→ **Text excerpt**
======
Friday, February 10, 2012

The MS&L and Family Planning

I like to take the issues of the day and imagine how they would play out in the Medical Savings and Loan.

The big issue of the moment is that PPACA mandates that insurance includes contraceptive (including the morning after pill which prevents implantation after fertilization.) The Catholic Church holds that fertilization is conception.

The term "abortion" means to stop a process that has started. 

Theologians who see fertilization as conception would not call a pill that stops pregnancy after conception as a contraception. The would see a pill that aborts a pregnancy as something else.

PPACA mandates that Catholic organizations buy employees pills that they believe to be abortificants.

In the Medical Savings and Loan, people are self-financing their health care.

People wanting to buy the morning after pill would be doing some with their own money. This removes the issue of an church organization being directly forced to pay for a medicition that the church finds morally objectionable.

Whether or not this change would stop the debate is a different question.

The Medical Savings and Loan would change the political debate but not the moral debate raging around the issue of birth control.
The most interesting questions about family planning will come in the area of the Health Care Advocate.

In the Medical Savings and Loan, people are expected to self-fund their care and have access to health care advocates.

The first job of an advocate is to help people understand their health care expenses. Having children dramatically increases expenses.

The advocates will be drawn into heated discussions about when to start a family.
======
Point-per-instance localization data

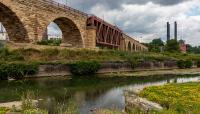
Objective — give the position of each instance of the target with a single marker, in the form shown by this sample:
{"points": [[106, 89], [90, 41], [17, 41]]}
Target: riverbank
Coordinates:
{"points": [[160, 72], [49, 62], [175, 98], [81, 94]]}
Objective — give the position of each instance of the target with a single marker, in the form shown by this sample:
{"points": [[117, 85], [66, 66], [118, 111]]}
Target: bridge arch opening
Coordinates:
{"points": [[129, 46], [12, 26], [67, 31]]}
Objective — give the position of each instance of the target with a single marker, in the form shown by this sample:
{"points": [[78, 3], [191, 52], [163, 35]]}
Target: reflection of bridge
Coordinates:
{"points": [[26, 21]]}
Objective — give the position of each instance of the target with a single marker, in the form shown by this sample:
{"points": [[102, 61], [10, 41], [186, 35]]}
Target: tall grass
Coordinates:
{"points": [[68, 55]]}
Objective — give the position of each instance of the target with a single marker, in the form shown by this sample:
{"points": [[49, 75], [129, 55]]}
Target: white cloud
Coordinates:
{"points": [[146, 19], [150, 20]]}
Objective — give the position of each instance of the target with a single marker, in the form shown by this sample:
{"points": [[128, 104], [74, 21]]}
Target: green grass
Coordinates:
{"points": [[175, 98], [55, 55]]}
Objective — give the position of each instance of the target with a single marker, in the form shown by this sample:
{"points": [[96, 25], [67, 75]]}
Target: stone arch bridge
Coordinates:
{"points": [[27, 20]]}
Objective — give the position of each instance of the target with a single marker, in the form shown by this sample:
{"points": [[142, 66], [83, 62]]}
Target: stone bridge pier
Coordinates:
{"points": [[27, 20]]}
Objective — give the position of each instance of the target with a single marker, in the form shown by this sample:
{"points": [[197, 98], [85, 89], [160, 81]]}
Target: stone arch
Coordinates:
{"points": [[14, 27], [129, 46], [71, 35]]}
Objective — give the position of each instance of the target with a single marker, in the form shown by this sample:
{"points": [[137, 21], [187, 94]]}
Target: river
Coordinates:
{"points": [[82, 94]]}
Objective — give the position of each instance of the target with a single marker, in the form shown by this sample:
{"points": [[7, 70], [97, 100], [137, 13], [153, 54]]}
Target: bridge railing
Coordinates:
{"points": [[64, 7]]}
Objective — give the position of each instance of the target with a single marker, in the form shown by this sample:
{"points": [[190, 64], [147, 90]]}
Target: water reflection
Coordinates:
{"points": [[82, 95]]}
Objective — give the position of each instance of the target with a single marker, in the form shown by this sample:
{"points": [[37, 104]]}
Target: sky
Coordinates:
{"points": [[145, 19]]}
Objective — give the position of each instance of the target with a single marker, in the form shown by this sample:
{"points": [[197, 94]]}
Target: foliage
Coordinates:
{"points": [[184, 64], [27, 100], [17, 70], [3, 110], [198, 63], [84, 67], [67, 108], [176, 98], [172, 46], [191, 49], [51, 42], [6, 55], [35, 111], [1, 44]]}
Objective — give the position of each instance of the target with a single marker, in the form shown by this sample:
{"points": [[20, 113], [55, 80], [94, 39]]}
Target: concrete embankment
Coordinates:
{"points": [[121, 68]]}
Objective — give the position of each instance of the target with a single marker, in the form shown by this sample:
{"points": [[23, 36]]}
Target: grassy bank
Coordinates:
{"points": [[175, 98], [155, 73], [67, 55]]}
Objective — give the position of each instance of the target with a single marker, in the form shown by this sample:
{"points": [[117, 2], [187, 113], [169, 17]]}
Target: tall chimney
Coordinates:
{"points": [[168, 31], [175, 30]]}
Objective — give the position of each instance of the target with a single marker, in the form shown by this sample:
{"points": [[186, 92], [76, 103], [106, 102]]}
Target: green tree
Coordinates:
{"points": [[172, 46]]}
======
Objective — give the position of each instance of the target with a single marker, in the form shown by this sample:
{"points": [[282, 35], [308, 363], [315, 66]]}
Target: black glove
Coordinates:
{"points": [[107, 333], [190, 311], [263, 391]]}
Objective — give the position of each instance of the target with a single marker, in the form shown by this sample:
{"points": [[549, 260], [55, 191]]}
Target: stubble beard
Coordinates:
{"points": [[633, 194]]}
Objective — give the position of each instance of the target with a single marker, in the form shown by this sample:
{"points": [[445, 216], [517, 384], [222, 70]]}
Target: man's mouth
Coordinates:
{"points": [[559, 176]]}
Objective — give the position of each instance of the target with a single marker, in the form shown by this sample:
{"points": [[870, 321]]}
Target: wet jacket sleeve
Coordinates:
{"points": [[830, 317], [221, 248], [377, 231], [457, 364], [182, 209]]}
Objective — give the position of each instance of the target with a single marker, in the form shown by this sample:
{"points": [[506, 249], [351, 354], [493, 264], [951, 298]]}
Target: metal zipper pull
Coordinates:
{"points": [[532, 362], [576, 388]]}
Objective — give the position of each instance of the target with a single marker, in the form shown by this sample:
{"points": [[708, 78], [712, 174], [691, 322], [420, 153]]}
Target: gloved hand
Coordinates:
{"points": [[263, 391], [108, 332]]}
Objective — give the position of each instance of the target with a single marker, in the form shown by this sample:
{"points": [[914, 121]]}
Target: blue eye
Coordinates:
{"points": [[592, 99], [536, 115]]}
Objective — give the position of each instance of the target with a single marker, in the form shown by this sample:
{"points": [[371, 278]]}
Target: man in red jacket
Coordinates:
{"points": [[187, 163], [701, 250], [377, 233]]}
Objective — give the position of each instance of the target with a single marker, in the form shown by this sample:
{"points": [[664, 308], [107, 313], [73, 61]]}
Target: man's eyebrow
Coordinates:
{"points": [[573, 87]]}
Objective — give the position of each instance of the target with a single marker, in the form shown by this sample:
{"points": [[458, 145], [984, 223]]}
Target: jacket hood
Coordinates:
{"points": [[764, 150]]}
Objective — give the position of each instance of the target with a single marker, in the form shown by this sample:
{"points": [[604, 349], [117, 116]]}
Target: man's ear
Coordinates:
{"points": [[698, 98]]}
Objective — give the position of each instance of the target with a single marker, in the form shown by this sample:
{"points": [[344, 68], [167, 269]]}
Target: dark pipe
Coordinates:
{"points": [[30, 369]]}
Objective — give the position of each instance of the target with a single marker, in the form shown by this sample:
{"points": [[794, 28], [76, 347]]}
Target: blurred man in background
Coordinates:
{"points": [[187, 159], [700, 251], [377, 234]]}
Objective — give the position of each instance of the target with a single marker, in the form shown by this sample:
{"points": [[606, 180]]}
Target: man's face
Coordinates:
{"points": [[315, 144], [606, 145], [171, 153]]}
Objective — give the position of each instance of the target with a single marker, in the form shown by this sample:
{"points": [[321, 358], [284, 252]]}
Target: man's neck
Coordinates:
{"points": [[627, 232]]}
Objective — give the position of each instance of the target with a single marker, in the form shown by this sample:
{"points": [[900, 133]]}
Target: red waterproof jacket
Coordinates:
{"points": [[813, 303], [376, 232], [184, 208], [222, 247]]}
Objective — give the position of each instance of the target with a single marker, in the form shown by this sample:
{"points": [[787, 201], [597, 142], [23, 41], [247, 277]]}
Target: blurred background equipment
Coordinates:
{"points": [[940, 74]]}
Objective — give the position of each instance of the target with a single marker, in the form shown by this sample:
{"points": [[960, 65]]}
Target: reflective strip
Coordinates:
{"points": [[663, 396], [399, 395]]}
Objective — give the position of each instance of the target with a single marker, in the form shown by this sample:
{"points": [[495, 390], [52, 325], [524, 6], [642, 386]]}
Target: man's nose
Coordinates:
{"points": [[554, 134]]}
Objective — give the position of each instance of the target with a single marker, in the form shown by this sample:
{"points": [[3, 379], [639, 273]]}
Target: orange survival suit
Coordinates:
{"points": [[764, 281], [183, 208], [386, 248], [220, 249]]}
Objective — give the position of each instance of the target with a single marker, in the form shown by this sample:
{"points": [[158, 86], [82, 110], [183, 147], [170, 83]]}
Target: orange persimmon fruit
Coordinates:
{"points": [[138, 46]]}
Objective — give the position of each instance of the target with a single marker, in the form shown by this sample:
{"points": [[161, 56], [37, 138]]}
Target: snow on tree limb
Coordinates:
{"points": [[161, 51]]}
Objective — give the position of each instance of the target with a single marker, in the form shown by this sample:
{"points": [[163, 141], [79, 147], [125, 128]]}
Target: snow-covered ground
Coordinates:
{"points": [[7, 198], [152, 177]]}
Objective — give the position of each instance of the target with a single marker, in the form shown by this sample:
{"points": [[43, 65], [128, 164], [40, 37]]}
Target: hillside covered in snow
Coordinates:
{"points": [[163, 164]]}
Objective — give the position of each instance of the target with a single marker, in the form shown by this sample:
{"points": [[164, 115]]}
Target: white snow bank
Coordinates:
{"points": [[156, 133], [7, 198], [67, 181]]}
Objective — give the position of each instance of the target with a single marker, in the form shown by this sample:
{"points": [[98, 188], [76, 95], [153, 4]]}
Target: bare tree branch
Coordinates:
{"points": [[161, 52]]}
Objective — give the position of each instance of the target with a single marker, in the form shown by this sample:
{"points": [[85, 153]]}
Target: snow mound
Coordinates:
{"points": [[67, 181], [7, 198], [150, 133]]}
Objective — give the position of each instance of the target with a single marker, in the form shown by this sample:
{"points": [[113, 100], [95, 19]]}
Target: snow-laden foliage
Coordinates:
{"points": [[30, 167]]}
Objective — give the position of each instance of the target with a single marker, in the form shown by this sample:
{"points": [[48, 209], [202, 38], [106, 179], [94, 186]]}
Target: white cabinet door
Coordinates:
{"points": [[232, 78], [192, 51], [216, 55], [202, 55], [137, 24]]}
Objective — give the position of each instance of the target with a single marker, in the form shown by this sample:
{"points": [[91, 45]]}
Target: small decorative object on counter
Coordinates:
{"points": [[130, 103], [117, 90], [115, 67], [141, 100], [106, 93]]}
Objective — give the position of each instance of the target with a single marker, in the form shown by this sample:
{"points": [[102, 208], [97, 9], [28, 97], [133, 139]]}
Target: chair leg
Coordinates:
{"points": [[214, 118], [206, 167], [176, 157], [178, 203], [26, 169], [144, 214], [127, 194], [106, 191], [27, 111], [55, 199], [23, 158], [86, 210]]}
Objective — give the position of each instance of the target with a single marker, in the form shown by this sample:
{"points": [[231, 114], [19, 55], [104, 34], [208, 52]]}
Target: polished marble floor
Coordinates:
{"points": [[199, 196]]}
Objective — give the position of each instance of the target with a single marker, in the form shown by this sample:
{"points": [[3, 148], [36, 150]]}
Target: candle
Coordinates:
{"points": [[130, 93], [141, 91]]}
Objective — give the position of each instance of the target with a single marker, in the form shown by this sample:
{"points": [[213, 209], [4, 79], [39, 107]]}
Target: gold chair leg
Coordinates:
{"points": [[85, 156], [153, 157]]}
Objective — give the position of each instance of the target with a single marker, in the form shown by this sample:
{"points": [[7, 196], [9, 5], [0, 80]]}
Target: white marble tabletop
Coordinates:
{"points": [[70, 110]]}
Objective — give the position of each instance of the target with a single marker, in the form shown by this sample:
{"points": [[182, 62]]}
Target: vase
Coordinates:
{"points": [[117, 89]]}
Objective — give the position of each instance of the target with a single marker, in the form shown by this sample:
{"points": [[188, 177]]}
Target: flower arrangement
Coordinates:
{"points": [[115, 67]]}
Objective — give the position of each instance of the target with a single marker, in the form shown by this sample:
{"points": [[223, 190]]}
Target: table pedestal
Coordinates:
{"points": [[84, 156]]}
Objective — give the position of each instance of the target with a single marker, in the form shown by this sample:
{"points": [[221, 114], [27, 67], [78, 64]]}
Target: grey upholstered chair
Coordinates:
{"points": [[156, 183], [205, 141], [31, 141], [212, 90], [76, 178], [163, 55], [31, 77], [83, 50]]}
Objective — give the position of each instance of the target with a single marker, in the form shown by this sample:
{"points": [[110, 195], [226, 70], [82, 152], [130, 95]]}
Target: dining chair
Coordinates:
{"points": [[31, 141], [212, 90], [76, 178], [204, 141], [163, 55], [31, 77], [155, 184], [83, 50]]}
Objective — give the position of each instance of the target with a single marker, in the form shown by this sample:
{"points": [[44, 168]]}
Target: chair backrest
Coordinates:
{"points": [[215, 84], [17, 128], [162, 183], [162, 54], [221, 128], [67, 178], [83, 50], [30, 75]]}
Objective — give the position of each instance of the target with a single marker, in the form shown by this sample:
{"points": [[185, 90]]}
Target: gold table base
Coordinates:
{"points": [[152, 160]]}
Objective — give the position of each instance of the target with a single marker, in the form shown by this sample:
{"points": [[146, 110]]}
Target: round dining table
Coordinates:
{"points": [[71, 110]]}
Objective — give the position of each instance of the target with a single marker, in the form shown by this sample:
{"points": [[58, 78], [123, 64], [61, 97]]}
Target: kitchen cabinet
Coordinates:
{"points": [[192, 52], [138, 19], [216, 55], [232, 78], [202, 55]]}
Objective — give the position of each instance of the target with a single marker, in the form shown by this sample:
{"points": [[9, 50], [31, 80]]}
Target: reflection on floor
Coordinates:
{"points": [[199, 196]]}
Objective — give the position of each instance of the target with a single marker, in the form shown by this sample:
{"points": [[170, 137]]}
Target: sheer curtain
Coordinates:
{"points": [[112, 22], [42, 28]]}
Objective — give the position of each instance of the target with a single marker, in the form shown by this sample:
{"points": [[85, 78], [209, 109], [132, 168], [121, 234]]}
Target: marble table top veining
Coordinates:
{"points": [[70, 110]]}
======
→ **List of tasks**
(1) According to the post on the Medical Savings and Loan and family planning, why will health care advocates be drawn into heated discussions about when to start a family? Answer in one to three sentences.
(2) Answer these questions from the post on the Medical Savings and Loan and family planning:
(a) What does the Catholic Church hold fertilization to be?
(b) What does the term "abortion" mean, according to the post?
(c) What is the first job of a health care advocate?
(3) Pick up the post on the Medical Savings and Loan and family planning after its final sentence, and continue it.

→ **Answers by task**
(1) The first job of an advocate is to help people understand their health care expenses. Having children dramatically increases those expenses, so the question of when to start a family falls within the advocate's work.

(2)
(a) Conception.
(b) To stop a process that has started.
(c) To help people understand their health care expenses.

(3)
IMHO, this process of confronting people with all of the costs of having children will help them make better choices about when to have children.

On the dark side. The advocates are likely to have opinions about issues related to birth.

I would anticipate a large number of heated discussion about contraception, abortion, family planning and related matters between the advocates and others.

I suspect that there will be all sorts of political battles fought over what the advocates say and when they say it. I suspect that pundits on both the left and right will seek ways to compel the advocates to profess certain views.
The fact that people will be paying for contraception with their own money will change the issue but won't make a hotly contested political issue go away.

Personally, I think these important discussions are best handled at the personal level without government influence.

I also believe that confronting people with the cost of raising children well before they have children is a good thing as it will help parents be better prepared for the future.

The contraception issue should not be part of presidential politics. The fact that it is shows that PPACA is over the top.